* start STORED DATA *

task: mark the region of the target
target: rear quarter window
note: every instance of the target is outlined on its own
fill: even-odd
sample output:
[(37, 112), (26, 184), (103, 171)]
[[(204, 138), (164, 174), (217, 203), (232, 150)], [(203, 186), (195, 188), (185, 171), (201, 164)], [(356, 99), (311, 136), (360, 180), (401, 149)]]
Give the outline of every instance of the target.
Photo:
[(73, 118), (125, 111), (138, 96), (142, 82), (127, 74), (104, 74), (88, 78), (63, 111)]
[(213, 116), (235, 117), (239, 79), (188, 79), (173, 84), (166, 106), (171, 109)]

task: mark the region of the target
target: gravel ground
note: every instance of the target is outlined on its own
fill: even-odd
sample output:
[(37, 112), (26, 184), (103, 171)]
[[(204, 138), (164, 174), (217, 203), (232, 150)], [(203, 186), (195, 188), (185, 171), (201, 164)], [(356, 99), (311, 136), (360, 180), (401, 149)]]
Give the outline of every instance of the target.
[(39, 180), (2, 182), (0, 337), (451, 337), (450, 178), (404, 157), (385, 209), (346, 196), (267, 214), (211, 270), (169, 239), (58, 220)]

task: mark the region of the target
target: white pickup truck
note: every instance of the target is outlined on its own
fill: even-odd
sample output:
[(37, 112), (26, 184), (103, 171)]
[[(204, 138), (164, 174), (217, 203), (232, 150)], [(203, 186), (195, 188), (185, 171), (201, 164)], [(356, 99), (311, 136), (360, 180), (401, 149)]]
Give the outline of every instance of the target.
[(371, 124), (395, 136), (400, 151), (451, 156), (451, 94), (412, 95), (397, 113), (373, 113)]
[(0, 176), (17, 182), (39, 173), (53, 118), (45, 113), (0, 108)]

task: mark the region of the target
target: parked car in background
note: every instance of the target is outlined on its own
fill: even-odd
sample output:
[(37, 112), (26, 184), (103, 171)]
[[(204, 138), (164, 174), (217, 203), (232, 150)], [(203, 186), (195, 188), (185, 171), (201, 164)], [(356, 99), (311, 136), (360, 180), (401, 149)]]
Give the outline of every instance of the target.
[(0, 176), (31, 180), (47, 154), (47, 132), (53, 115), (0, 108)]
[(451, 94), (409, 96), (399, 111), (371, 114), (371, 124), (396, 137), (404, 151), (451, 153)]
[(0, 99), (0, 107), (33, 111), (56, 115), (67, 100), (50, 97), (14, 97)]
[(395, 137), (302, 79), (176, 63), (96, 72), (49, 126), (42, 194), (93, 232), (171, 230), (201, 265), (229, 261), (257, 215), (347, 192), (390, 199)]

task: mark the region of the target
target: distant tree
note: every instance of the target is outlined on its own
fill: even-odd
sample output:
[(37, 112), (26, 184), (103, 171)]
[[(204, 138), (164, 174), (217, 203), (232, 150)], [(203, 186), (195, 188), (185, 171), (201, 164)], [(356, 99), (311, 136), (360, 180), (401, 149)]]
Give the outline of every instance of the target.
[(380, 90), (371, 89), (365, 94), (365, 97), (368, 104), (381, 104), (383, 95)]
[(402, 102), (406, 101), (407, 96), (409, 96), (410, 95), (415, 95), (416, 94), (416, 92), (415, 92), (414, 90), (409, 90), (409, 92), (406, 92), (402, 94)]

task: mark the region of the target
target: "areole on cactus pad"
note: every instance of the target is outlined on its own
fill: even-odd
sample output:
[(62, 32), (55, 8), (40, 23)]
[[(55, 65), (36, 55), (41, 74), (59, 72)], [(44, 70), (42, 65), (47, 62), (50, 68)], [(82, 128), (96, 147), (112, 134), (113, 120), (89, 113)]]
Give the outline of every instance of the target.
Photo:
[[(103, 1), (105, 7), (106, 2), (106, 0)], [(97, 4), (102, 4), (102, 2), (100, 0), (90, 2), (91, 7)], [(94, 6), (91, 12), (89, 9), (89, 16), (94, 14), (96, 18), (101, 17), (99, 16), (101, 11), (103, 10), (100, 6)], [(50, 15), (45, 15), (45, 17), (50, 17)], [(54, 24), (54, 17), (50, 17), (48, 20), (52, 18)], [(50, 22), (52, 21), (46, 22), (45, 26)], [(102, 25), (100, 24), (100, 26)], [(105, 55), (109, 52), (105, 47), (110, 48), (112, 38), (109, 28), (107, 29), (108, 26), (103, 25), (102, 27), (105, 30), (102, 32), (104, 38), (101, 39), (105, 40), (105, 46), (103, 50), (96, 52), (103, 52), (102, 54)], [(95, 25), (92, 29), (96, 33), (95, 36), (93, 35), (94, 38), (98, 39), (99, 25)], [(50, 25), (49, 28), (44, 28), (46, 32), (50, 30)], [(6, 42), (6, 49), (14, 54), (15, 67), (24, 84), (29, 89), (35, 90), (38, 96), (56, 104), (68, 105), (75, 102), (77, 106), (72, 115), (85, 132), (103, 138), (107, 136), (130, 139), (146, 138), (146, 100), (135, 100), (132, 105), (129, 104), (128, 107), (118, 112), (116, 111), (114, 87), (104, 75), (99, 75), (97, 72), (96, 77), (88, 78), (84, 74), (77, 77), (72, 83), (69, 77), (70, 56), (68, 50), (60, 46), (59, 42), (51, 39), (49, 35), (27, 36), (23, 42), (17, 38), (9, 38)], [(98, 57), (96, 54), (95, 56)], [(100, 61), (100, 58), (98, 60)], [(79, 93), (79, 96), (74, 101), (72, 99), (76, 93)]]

* end STORED DATA *

Could you duplicate all of the rows above, character for character, with no changes?

task: mark the region of the target
target: rear quarter window
note: every instance of the target is outlined on its own
fill: even-odd
sample output:
[(37, 112), (26, 184), (103, 171)]
[[(204, 138), (164, 174), (217, 203), (232, 150)], [(203, 186), (195, 188), (185, 171), (201, 164)], [(356, 99), (311, 136), (360, 180), (401, 149)]]
Give the outline of every instance of the target.
Photo:
[(73, 118), (125, 111), (138, 96), (142, 82), (127, 74), (104, 74), (88, 78), (63, 111)]
[(213, 116), (235, 117), (239, 79), (188, 79), (173, 84), (166, 106), (171, 109)]

task: mark the region of the target
target: gravel ground
note: every instance of the target is outlined on its own
fill: even-odd
sample output:
[(37, 112), (26, 184), (103, 171)]
[[(204, 138), (164, 174), (217, 203), (232, 150)], [(203, 186), (195, 188), (185, 171), (201, 164)], [(356, 99), (311, 136), (360, 180), (401, 149)]]
Give the outline of every instance of the target.
[(39, 180), (2, 182), (0, 337), (451, 337), (450, 178), (404, 157), (385, 209), (346, 196), (267, 214), (211, 270), (169, 239), (58, 220)]

task: mark the region of the target
target: white pickup truck
note: every instance of the target is outlined on its own
fill: even-odd
sample output:
[(37, 112), (26, 184), (103, 171)]
[[(204, 138), (164, 174), (217, 203), (232, 150)], [(203, 186), (195, 188), (185, 171), (201, 164)], [(356, 99), (311, 136), (360, 180), (401, 149)]]
Give the outline of every instance of the target.
[(371, 124), (395, 136), (400, 151), (451, 156), (451, 94), (412, 95), (397, 113), (373, 113)]
[(0, 176), (17, 182), (39, 173), (53, 118), (45, 113), (0, 108)]

task: mark the region of the target
target: parked car in background
note: every instance of the target is outlined on its own
fill: even-odd
sample output:
[(37, 112), (26, 184), (103, 171)]
[[(204, 138), (164, 174), (217, 203), (232, 150)], [(203, 186), (195, 188), (185, 171), (201, 164)], [(356, 99), (311, 136), (360, 180), (401, 149)]]
Give the outline of every instance of the target.
[(0, 176), (31, 180), (47, 154), (47, 132), (53, 115), (0, 108)]
[(451, 94), (409, 96), (399, 111), (371, 114), (371, 124), (396, 137), (404, 151), (451, 153)]
[(0, 99), (0, 107), (33, 111), (56, 115), (67, 100), (50, 97), (14, 97)]
[(395, 137), (302, 79), (176, 63), (96, 72), (49, 126), (42, 194), (93, 232), (171, 230), (201, 265), (229, 261), (257, 215), (347, 192), (390, 199)]

task: mark the region of the target
target: distant tree
note: every instance of the target is outlined on its own
fill: even-odd
sample output:
[(37, 112), (26, 184), (103, 171)]
[[(204, 138), (164, 174), (217, 203), (232, 150)], [(203, 186), (195, 188), (185, 171), (201, 164)], [(356, 99), (311, 136), (360, 180), (401, 149)]]
Give the outline of every instance of the target.
[(380, 90), (371, 89), (365, 94), (365, 97), (368, 104), (381, 104), (383, 95)]
[(402, 102), (406, 101), (407, 96), (409, 96), (410, 95), (415, 95), (416, 94), (416, 92), (415, 92), (414, 90), (409, 90), (409, 92), (406, 92), (402, 94)]

task: mark the region of the target
target: "areole on cactus pad"
note: every instance of the target is outlined on its own
fill: even-odd
sample output:
[(62, 32), (55, 8), (40, 23)]
[[(55, 65), (36, 55), (41, 74), (59, 72)], [(44, 70), (42, 65), (47, 62), (50, 68)], [(82, 128), (96, 147), (112, 134), (113, 120), (89, 113)]]
Give the outline of every instance of the target.
Photo:
[[(103, 1), (105, 7), (106, 2), (106, 0)], [(97, 4), (102, 4), (102, 2), (100, 0), (90, 2), (91, 7)], [(94, 6), (91, 12), (89, 9), (89, 16), (94, 14), (96, 18), (101, 17), (99, 16), (101, 11), (103, 10), (100, 6)], [(50, 15), (45, 15), (45, 17), (50, 17)], [(54, 24), (54, 17), (50, 17), (48, 20), (52, 18)], [(50, 22), (52, 21), (46, 22), (45, 26)], [(102, 25), (100, 24), (100, 26)], [(105, 55), (109, 52), (105, 47), (110, 48), (112, 38), (109, 28), (107, 29), (108, 26), (103, 25), (102, 27), (105, 30), (102, 32), (104, 38), (101, 39), (105, 40), (105, 46), (103, 50), (96, 52), (103, 52), (102, 54)], [(95, 25), (92, 29), (96, 33), (95, 36), (93, 35), (94, 38), (98, 39), (99, 25)], [(50, 25), (49, 28), (44, 28), (46, 32), (50, 30)], [(6, 42), (6, 49), (14, 54), (15, 67), (24, 84), (29, 89), (35, 90), (38, 96), (56, 104), (68, 105), (75, 102), (77, 106), (72, 115), (85, 132), (103, 138), (107, 136), (130, 139), (146, 138), (146, 100), (135, 100), (132, 105), (129, 104), (128, 107), (118, 112), (116, 111), (114, 87), (104, 75), (99, 75), (97, 72), (96, 77), (88, 78), (84, 74), (77, 77), (72, 83), (69, 77), (70, 56), (68, 50), (60, 46), (59, 42), (51, 39), (49, 35), (27, 36), (23, 42), (17, 38), (9, 38)], [(98, 57), (96, 54), (95, 56)], [(100, 61), (100, 58), (98, 60)], [(79, 93), (79, 96), (74, 101), (72, 99), (76, 93)]]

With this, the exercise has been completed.